__GIVEN REQUEST__
Can you quote the records below in full, word for word?

__Coordinate labeling data__
_ _ _ _

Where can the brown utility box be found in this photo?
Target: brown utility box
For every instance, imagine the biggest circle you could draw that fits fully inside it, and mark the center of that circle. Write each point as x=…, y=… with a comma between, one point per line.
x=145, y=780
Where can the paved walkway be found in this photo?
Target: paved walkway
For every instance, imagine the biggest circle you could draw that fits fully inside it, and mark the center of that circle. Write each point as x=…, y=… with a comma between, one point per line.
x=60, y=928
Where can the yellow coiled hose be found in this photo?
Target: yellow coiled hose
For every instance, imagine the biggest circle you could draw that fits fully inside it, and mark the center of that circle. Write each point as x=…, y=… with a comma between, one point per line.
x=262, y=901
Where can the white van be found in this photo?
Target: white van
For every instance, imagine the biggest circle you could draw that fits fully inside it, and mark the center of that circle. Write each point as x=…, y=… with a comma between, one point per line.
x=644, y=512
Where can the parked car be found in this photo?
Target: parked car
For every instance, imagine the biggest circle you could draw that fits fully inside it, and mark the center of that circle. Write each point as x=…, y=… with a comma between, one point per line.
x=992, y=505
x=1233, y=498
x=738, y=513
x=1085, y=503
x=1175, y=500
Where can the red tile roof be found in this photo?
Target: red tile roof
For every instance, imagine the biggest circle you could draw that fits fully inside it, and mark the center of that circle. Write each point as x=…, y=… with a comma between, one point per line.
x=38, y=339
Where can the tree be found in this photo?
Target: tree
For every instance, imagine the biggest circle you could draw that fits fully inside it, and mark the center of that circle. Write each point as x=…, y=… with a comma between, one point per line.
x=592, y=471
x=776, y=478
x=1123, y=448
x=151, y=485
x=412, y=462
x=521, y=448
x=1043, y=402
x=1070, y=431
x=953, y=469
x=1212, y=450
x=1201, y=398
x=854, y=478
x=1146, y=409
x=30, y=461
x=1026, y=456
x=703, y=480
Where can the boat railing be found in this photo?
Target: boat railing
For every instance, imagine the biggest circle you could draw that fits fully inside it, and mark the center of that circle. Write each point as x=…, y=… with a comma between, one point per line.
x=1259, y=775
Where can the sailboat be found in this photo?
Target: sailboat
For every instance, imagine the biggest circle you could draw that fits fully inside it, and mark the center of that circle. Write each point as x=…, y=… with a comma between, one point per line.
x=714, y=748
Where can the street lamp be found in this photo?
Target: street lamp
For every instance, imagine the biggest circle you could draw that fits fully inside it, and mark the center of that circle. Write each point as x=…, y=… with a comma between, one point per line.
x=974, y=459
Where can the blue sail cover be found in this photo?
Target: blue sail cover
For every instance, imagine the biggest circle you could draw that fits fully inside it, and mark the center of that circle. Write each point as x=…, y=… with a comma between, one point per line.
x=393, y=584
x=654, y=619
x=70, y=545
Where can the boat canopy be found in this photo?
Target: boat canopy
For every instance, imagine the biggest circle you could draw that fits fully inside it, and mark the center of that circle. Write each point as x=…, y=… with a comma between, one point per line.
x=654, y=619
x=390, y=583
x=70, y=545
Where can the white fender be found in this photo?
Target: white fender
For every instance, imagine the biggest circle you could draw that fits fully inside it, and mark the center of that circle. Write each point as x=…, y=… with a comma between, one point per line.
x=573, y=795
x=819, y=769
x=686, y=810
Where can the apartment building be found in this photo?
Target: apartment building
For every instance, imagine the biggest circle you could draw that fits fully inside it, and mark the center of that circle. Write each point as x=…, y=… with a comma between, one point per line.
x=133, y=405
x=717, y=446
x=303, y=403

_ _ _ _

__WORKED SOLUTION__
Where can the brown utility box be found in this photo?
Target: brown utility box
For every instance, imagine the biggest circle you could draw that fits fully inside it, and mark the center of that circle. Write each point as x=…, y=… with a comma between, one point per line.
x=145, y=780
Where can the paved walkway be found in this photo?
Target: paved walkway
For every instance, imagine the biggest circle you could draw that fits fully inside it, and mark the center of that circle. Write each point as x=…, y=… with a comma between, one point per line.
x=60, y=928
Where can the yellow coiled hose be found in this photo?
Target: yellow coiled hose
For every instance, imagine the biggest circle you could draw that fits fully inside it, and mark the center of that circle. Write each point as x=…, y=… with a comma between, one point per line.
x=262, y=901
Where can the white van be found in this photo?
Target: white van
For every instance, imagine the biggest circle you could draw that fits fully inside it, and mark the center of that circle. Write each point as x=…, y=… with a comma between, one point per line.
x=644, y=512
Where can the parked car be found in this photo?
Target: parked car
For every instance, imagine the biggest circle you could draw that fits fully inside it, and mark the center of that circle. Write each point as x=…, y=… with a comma between, one point per line.
x=992, y=505
x=1233, y=498
x=738, y=513
x=1085, y=503
x=1175, y=500
Where can the red tile roof be found in this photo?
Target: red tile roof
For every instance, imagine the biggest circle you could draw that fits fully inside it, and mark the center of that circle. Write each point as x=…, y=… with a comma between, one point per line.
x=38, y=339
Where can the tree be found in this photo?
Target: tree
For every instance, imagine the biggest circle you could draw that fits fully inside it, and mark the center of that circle. Write each point as x=…, y=… with a comma between, one point per line.
x=592, y=471
x=776, y=478
x=1123, y=448
x=151, y=485
x=412, y=462
x=521, y=448
x=1043, y=402
x=1070, y=431
x=953, y=469
x=1212, y=450
x=1201, y=398
x=854, y=478
x=1146, y=409
x=30, y=461
x=1026, y=456
x=703, y=480
Where can the boat railing be found in this photo?
Target: boat railing
For every instance, imagine the biggest circle you could draw that fits fully inside it, and mark the center of that circle. Write each point as x=…, y=… with a comma between, one point per line.
x=1259, y=775
Where can the sailboat be found in this photo?
Target: sailboat
For every instance, imagine the biggest circle you could draw that fits fully inside it, and mark the center of that circle. Write each point as x=…, y=… with a comma between, one point per line.
x=714, y=748
Where can the street lamp be found in this photo?
Target: street lamp
For every instance, imagine the biggest circle you could draw that fits fully inside it, and mark the center of that circle. Write each point as x=…, y=… with a comma between, one point per line.
x=974, y=459
Where can the blue sail cover be found in this photo?
Target: blue sail cover
For every instance, imagine the biggest circle you could draw that fits fully inside it, and mark the center of that circle. Write each point as x=…, y=… with a comma between, one point per line.
x=393, y=584
x=654, y=619
x=70, y=545
Where can the boat canopy be found in this photo?
Target: boat canopy
For every instance, imagine the biggest circle you could draw that fits fully inside it, and mark the center of that circle. Write each point as x=…, y=… with a comma between, one point per line.
x=654, y=619
x=390, y=583
x=70, y=545
Where can the white fender be found in this photo?
Target: white fender
For every instance, imagine the biggest circle you could draw that fits fully inside it, and mark the center of that circle. Write each point as x=…, y=… with a comma between, one point per line.
x=573, y=795
x=819, y=769
x=686, y=810
Where can the apartment building be found in this photo?
Target: apartment building
For every instance, imagine the biggest circle you could draw that fits fully inside it, and mark the center of that circle. Write each point as x=…, y=… with a comma between, one point per line.
x=133, y=405
x=717, y=446
x=303, y=403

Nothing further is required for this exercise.